### PARTS OF THE EXERCISE:
A. Answer each question using the TV review below, one answer per line, marked (i), (ii), (iii) like the questions.
(i) Which actor plays Emily?
(ii) In the hospital veteran's breakdown of cliques, which specialty do mean girls go into?
(iii) Who are the show's producers?
B. Summarize the TV review below in two sentences.

The idea that we carry the scars of high school into our adult lives is a familiar theme of 21st century television. On “The Office,” Michael Scott was a man who never quite evolved past his lonely adolescent years, and “Grey’s Anatomy” often draws parallels between life at the hospital and life in high school. (The characters even once had to go to prom together.)
The CW’s new “Emily Owens, M.D.” (it premieres tomorrow night at 9) takes that subtext and makes it into text – bold, 48-point font, underlined and highlighted text. Not only does one character tell surgical intern Emily (Mamie Gummer), “Hospital’s totally like high school,” not only is the hospital situated directly across the street from an actual high school (one of its students even calls Emily a loser in the opening scene), but Emily’s high school nemesis Cassandra (Aja Naomi King) winds up as her new co-worker. We even get the scene familiar from every teen comedy ever made where a hospital veteran gives Emily an anthropological breakdown of all the cliques, putting them in high school terms: jocks are orthopedists, mean girls go into plastic surgery, geeks like neurology, etc.
Over-emphasizing your theme to make sure the audience gets it can be annoying, but it’s not a fatal sin. The problem isn’t just that “Emily Owens” the show is overflowing with references to its theme, but that Emily Owens the character drowns in the theme.
Producers Jennie Snyder Urman and Dan Jinks want you to sympathize with Emily because she was a teenage dork whose first chance to blossom as an adult is ruined by constant reminders of her own dorkiness. (Cassandra teaches the rest of the staff about Emily’s humiliating old nickname, for instance.) But she’s so consumed by these memories, and the show so fixated on the high school/hospital parallels, that she quickly ceases to be sympathetic and just becomes irritating – an overgrown child seemingly incapable of navigating the adult world.

### DATA:
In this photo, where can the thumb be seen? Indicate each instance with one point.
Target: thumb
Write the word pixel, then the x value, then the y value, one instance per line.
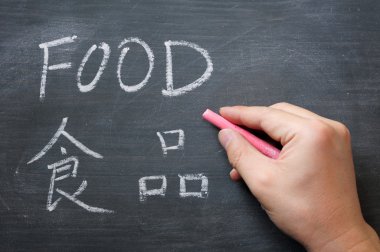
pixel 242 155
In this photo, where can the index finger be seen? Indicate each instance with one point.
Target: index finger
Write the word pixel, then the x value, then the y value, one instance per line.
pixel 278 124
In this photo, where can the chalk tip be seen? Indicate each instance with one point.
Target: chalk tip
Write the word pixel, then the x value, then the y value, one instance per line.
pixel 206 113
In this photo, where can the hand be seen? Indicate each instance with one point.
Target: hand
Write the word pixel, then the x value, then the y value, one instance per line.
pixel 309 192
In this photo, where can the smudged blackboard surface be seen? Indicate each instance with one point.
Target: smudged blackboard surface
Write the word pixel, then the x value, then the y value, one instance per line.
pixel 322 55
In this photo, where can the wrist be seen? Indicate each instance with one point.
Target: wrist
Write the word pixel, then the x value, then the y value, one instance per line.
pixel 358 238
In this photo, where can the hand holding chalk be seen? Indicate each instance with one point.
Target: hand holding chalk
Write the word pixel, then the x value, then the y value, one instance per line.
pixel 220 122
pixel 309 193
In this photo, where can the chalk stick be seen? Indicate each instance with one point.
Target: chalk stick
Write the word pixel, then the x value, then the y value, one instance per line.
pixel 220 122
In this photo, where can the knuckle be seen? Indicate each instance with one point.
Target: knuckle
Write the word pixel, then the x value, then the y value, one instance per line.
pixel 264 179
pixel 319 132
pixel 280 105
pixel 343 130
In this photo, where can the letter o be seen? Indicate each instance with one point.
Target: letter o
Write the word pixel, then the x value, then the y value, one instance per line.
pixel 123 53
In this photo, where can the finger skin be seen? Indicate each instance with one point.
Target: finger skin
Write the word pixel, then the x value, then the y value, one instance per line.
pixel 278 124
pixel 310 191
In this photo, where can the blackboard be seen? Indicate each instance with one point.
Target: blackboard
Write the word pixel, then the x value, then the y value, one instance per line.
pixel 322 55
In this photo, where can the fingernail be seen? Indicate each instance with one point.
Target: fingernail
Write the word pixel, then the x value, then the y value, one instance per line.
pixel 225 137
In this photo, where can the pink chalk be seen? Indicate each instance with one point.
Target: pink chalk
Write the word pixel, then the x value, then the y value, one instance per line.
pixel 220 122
--
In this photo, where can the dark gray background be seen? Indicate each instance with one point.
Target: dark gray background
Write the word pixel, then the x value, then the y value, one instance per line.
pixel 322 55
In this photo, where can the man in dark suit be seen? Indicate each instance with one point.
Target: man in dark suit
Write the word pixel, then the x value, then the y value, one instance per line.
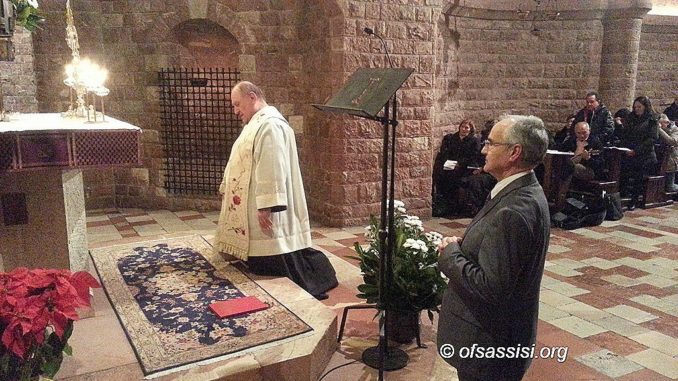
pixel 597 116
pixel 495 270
---
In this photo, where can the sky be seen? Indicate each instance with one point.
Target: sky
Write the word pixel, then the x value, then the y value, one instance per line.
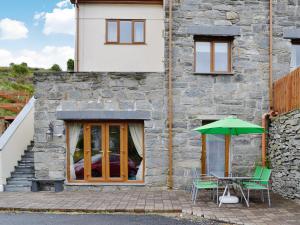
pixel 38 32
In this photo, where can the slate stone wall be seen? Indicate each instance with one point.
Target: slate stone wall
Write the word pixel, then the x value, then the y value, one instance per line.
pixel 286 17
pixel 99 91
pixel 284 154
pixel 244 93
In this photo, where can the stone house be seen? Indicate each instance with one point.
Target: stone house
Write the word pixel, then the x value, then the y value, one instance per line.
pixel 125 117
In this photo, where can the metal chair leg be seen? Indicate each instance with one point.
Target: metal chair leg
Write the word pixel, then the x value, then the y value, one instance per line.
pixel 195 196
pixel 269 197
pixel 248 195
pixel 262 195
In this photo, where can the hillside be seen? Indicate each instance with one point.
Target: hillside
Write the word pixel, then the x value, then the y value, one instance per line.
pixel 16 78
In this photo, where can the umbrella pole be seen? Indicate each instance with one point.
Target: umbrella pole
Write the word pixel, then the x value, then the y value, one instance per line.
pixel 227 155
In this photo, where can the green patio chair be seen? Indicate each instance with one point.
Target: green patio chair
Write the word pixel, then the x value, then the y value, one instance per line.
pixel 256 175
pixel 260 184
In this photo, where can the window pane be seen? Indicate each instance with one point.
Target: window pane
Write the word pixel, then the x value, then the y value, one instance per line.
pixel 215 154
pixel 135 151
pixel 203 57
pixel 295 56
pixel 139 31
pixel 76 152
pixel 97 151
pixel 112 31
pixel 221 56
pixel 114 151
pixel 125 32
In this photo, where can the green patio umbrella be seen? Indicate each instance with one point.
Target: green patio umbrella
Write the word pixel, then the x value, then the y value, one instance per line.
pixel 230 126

### SOLUTIONS BY TASK:
A.
(i) Mamie Gummer
(ii) Plastic surgery
(iii) Jennie Snyder Urman and Dan Jinks

B. The CW's "Emily Owens, M.D." turns the familiar idea that hospital life is like high school into an explicit theme, even making surgical intern Emily's high school nemesis Cassandra her new co-worker. The reviewer argues that the show is so fixated on this parallel, and Emily so consumed by her memories, that she stops being sympathetic and becomes irritating.